WHAT YOU SHOULD DO: Will you restate verbatim the lines running from the line with "The function MUST return, for every instance of the woman, a" to the end of the data, leaving out everything else?

··········

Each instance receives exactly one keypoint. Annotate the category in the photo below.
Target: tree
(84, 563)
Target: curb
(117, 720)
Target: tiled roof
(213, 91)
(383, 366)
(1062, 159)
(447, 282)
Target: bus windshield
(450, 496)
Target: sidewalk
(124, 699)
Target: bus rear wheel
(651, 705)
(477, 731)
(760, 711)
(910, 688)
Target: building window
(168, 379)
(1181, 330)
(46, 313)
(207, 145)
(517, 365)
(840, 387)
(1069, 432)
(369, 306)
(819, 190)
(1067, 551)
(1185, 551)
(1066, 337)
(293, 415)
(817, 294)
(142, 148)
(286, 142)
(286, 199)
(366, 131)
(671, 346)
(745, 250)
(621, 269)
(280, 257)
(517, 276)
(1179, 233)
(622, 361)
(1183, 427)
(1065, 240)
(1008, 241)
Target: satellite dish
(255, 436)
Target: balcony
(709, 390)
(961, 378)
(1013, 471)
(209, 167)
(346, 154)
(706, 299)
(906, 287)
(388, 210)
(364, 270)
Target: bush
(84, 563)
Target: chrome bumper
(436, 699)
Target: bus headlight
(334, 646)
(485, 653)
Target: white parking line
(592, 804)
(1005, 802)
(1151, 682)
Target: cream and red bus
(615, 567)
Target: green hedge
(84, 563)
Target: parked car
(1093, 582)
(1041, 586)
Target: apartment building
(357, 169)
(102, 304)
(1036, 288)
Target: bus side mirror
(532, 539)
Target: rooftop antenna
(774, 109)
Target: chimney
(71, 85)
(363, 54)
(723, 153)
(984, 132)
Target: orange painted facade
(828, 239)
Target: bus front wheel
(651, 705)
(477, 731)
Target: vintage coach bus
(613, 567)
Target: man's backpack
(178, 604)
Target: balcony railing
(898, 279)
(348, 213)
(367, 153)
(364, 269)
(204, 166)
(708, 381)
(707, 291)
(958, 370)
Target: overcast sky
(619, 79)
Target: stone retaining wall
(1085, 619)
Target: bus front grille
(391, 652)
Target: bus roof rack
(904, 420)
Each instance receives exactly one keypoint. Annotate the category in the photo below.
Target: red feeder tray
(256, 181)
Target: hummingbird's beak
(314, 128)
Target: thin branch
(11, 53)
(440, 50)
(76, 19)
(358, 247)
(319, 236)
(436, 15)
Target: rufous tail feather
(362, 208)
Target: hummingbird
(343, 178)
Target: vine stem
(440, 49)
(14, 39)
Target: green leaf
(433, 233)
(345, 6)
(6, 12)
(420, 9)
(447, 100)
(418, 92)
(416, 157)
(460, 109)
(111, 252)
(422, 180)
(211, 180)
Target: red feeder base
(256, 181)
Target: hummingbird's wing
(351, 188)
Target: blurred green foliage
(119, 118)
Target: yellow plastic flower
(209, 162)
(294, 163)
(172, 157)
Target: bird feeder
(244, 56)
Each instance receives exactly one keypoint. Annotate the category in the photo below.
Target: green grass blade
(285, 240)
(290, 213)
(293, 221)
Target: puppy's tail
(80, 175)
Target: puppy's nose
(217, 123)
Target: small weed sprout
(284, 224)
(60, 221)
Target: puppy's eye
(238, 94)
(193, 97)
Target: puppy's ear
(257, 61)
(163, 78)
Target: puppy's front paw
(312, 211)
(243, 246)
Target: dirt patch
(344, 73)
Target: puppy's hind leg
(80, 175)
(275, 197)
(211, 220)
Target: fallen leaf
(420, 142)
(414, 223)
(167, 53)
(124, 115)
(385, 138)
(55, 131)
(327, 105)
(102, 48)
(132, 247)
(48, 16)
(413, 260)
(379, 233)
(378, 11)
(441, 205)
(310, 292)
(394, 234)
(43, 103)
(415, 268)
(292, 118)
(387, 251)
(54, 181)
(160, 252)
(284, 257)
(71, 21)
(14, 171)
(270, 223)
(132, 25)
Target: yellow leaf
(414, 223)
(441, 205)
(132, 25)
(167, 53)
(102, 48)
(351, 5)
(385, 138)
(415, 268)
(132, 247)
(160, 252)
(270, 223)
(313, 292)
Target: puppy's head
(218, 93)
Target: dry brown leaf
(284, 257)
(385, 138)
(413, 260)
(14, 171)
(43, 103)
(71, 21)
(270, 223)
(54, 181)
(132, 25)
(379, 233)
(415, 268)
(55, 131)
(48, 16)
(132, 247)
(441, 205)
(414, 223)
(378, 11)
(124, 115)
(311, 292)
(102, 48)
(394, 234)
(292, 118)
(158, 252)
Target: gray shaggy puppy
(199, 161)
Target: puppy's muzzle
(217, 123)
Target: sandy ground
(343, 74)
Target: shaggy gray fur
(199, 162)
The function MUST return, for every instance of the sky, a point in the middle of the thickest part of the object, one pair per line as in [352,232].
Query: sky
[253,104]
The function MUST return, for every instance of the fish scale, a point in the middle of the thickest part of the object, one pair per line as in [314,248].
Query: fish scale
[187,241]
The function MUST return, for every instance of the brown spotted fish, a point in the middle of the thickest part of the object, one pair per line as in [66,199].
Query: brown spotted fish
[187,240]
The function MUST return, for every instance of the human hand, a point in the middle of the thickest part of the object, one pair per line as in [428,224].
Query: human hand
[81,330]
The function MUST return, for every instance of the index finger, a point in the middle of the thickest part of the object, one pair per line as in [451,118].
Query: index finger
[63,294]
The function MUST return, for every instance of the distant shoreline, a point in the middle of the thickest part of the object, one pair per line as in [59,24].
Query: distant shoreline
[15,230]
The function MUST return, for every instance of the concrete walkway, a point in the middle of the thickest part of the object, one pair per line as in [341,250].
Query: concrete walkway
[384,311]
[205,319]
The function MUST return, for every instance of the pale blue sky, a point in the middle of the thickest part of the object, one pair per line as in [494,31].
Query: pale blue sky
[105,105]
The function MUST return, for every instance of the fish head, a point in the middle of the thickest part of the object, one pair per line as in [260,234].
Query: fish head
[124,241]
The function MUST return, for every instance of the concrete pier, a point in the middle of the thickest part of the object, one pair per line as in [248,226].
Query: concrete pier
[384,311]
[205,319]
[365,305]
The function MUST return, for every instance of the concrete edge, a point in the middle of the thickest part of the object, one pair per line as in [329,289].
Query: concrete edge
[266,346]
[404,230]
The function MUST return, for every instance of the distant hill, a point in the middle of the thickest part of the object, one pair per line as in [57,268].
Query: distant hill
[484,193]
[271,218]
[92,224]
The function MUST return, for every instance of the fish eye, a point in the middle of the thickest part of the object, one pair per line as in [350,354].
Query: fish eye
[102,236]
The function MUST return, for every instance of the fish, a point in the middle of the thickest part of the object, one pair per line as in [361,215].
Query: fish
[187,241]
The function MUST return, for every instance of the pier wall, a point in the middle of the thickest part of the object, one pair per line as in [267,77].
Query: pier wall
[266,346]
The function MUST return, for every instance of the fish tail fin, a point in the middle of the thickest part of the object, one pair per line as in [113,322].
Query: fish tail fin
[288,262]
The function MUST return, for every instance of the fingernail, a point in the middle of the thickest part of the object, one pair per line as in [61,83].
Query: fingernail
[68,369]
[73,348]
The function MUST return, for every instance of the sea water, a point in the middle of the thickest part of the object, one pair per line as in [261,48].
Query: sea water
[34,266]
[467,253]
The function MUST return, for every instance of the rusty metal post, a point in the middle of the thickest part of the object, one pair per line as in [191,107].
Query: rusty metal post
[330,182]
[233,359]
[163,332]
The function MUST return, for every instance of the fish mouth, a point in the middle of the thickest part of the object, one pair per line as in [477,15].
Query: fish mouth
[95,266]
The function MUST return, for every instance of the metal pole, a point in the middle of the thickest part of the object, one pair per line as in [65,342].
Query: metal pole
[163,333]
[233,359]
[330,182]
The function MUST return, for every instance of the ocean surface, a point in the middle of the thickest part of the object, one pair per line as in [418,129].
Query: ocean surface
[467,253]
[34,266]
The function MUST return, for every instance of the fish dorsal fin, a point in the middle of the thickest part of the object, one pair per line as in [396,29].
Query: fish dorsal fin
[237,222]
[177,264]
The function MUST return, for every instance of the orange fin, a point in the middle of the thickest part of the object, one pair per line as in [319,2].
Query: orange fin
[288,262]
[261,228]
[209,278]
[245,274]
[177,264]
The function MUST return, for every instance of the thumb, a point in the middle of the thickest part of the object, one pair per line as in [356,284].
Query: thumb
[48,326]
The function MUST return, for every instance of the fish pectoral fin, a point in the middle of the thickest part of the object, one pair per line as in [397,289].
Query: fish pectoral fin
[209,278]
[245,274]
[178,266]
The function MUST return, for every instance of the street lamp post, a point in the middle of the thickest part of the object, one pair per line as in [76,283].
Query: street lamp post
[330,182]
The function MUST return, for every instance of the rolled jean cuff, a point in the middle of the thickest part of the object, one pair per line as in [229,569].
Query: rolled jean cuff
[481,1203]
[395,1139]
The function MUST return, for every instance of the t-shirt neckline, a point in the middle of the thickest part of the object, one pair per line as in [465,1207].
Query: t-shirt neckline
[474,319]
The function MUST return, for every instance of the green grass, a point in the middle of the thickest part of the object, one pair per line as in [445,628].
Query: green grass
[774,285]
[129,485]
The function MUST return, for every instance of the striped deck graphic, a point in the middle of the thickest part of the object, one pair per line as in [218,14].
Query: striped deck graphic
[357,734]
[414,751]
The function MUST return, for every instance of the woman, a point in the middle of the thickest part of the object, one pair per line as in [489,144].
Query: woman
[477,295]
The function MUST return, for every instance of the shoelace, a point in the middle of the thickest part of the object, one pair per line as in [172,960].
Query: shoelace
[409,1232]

··········

ANSWER BOX:
The function MUST return, for every instance of the woman, a point in the middle of the thickest part of the object, one pair per line as in [489,144].
Query: woman
[477,295]
The function MUST return, for every instance of the shoelace, a point in the middle of the thickest part of the object, one pair per line as in [172,960].
Query: shoelace
[409,1232]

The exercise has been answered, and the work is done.